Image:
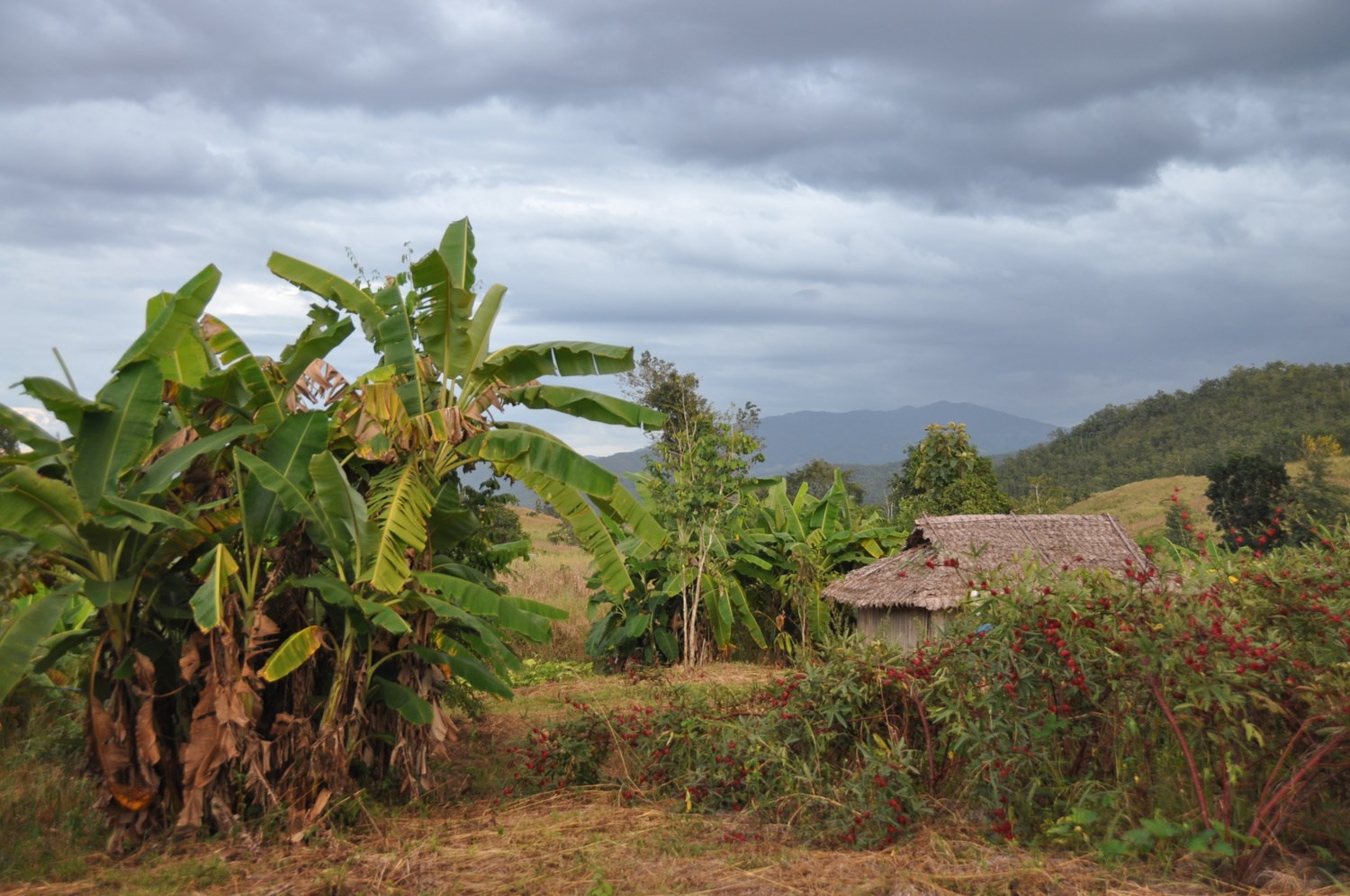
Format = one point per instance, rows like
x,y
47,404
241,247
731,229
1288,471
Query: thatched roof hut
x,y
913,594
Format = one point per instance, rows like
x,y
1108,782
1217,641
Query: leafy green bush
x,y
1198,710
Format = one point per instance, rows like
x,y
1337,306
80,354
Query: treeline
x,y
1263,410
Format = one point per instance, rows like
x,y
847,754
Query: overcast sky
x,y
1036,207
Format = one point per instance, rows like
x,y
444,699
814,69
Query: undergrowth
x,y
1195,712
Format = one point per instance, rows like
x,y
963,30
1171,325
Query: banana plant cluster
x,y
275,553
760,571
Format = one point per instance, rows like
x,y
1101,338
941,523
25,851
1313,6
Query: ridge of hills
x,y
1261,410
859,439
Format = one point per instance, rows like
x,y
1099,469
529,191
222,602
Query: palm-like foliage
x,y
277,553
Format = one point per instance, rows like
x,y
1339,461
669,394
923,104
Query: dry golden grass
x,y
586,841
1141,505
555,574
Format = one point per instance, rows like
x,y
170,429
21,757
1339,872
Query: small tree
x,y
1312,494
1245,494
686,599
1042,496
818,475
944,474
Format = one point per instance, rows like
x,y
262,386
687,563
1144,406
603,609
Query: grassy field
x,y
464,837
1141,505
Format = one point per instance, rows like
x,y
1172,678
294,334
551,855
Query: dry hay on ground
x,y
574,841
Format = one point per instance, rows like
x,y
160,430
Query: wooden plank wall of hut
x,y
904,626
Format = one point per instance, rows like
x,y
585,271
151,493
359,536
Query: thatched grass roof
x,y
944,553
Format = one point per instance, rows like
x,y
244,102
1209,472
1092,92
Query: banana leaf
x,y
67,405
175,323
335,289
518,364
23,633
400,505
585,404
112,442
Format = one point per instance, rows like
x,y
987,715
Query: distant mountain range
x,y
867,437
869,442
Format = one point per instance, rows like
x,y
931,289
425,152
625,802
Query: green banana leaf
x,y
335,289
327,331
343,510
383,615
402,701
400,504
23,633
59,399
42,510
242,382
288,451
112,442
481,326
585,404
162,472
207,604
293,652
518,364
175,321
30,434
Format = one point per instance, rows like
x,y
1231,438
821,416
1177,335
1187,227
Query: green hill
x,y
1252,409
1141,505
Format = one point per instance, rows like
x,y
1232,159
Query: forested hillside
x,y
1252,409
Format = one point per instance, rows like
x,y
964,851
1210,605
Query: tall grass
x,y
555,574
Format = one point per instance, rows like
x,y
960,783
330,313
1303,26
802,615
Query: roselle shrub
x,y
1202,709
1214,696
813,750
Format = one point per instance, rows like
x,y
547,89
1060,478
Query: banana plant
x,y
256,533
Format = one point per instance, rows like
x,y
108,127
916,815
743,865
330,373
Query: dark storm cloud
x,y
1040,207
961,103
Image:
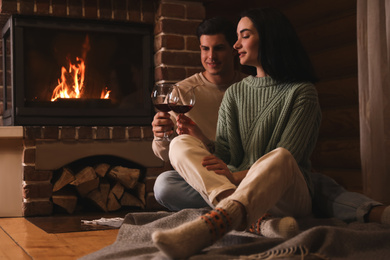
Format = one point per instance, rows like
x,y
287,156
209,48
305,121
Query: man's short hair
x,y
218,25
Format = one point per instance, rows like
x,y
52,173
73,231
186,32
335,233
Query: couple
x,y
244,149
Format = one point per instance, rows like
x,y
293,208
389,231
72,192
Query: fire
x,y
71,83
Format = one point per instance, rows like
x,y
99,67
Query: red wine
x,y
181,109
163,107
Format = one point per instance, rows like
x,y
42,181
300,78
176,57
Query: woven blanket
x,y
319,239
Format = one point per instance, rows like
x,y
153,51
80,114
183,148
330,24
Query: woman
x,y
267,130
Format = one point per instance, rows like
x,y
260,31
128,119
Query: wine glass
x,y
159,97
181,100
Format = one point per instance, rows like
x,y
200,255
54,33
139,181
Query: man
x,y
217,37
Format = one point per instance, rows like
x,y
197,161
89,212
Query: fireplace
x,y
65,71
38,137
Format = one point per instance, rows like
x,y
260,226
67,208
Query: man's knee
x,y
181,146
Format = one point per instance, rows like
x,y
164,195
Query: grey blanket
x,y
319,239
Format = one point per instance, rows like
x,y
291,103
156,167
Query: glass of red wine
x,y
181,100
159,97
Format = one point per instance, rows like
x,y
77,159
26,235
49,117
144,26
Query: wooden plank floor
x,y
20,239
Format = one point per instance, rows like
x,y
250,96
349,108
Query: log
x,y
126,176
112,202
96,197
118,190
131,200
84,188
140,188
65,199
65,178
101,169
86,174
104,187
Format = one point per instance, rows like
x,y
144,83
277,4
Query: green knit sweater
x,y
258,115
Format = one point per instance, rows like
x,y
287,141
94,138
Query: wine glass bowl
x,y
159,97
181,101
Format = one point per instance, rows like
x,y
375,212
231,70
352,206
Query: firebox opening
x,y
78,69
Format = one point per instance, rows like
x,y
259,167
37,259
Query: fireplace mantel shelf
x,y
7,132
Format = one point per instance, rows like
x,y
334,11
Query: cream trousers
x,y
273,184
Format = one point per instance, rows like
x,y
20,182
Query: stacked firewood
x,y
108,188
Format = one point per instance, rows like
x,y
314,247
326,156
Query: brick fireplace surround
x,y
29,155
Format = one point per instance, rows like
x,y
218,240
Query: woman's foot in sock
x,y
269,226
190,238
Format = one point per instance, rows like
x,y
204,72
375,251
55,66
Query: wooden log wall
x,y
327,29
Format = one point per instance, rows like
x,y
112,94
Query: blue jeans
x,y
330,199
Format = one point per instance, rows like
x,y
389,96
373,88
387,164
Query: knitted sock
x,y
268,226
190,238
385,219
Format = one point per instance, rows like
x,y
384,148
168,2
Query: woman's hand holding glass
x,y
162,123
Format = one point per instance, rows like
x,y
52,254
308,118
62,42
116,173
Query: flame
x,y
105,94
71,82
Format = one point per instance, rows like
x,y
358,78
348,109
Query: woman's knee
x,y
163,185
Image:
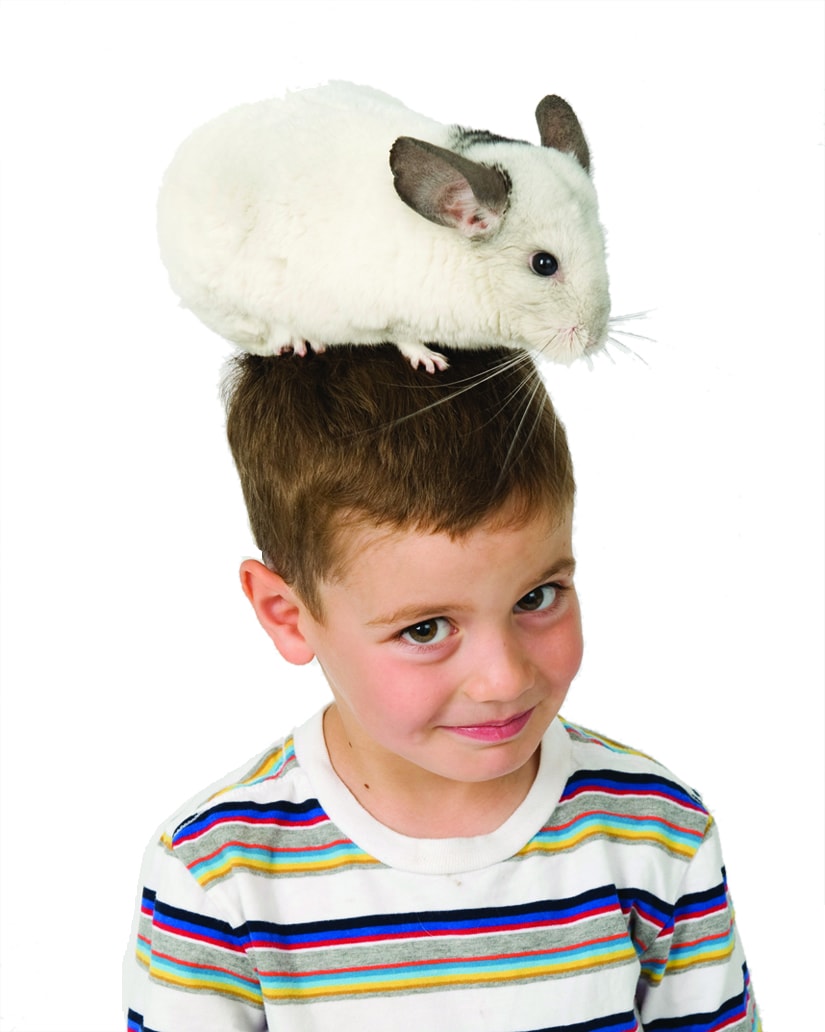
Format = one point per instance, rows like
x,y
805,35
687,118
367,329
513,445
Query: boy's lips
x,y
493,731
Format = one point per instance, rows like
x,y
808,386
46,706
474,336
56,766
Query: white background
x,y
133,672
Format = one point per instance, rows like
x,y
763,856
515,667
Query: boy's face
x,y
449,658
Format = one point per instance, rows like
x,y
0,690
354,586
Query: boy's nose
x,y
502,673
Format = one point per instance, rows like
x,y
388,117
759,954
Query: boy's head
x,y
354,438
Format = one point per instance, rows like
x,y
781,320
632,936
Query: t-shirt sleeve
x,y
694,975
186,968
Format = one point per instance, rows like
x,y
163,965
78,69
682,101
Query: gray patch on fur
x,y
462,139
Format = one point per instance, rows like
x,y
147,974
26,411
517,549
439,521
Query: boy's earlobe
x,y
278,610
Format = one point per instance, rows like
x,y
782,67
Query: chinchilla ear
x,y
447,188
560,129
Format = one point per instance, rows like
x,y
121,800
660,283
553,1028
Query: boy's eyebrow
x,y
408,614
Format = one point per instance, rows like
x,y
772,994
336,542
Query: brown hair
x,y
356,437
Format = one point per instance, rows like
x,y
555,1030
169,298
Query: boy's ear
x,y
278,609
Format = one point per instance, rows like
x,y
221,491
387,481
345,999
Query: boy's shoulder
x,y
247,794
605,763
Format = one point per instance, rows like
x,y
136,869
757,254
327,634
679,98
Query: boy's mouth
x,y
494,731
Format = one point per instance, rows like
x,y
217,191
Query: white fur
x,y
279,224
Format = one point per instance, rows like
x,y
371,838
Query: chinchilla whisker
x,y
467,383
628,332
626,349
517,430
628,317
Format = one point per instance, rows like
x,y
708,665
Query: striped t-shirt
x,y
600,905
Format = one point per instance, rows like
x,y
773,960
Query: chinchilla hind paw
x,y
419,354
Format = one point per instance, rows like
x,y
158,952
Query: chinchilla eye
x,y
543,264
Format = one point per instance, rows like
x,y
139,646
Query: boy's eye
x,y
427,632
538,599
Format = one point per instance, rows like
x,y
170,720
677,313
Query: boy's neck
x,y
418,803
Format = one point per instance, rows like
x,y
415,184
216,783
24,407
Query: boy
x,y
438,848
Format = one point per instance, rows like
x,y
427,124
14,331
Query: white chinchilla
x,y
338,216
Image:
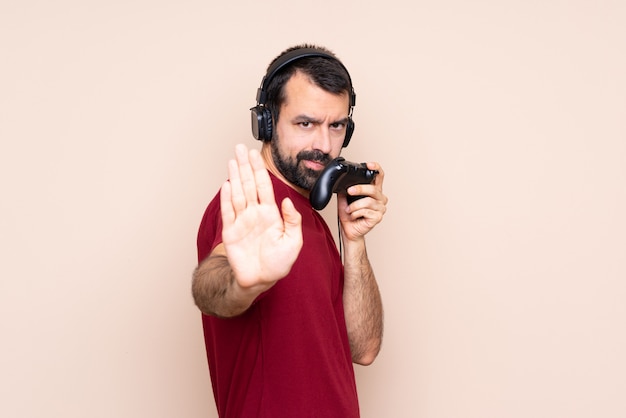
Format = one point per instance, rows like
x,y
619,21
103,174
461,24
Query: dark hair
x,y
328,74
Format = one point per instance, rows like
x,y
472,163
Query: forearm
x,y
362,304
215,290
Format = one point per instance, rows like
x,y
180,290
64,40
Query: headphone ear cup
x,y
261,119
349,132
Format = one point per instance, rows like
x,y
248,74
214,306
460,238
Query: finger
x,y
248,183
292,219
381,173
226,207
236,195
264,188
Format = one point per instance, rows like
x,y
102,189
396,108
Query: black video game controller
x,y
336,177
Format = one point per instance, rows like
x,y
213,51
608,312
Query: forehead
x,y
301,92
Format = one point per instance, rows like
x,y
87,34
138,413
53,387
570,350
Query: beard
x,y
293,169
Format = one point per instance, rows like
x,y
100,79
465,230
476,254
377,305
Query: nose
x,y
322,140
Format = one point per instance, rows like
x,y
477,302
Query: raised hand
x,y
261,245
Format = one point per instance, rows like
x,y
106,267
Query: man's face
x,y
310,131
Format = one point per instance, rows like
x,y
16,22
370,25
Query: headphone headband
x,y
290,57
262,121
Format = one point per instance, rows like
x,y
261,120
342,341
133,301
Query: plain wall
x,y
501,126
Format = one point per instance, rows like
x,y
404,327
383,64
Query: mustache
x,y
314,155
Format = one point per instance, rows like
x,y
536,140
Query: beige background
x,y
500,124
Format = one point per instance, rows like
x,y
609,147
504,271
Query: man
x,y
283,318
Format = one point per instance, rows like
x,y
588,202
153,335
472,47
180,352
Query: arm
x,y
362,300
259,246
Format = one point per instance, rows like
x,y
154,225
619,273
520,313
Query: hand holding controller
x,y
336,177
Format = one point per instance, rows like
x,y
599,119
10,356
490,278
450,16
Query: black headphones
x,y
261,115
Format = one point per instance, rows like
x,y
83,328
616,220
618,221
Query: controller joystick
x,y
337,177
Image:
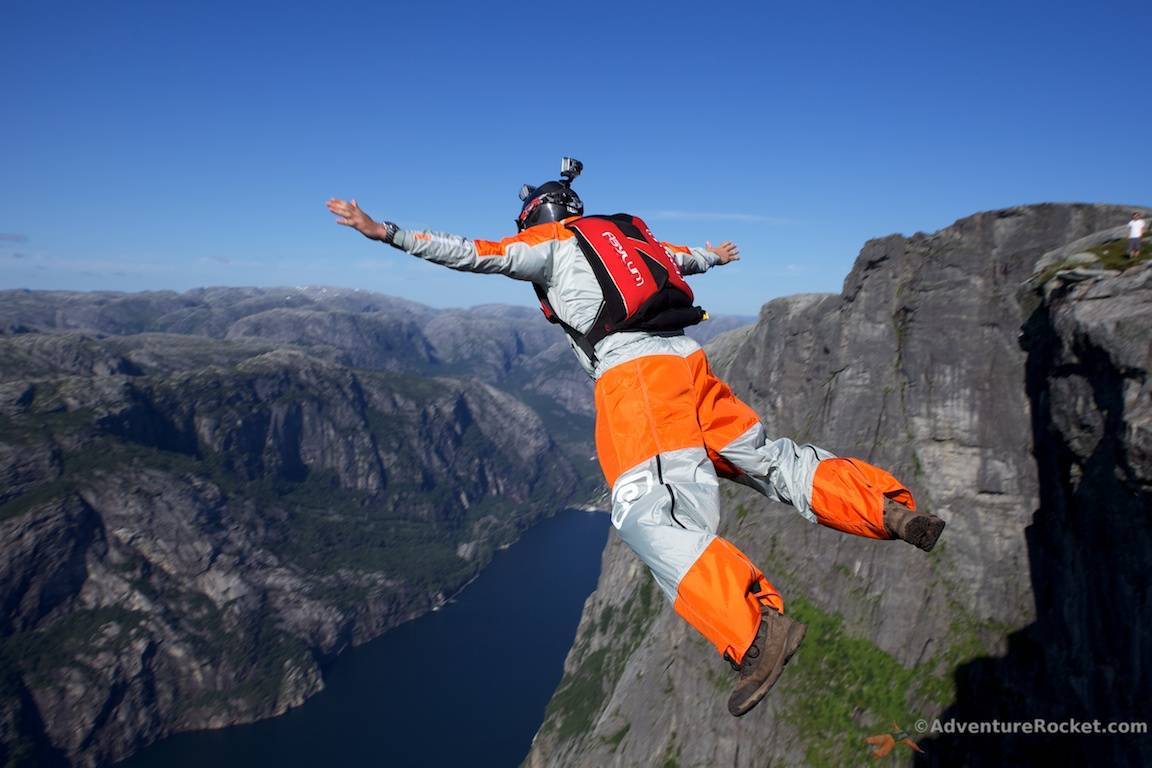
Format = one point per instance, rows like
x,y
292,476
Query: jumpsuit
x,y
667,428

____

_Requirement_. Copy out every line of the items above that contains the word "dark".

_Result below_.
Query: dark storm cloud
Query: dark hair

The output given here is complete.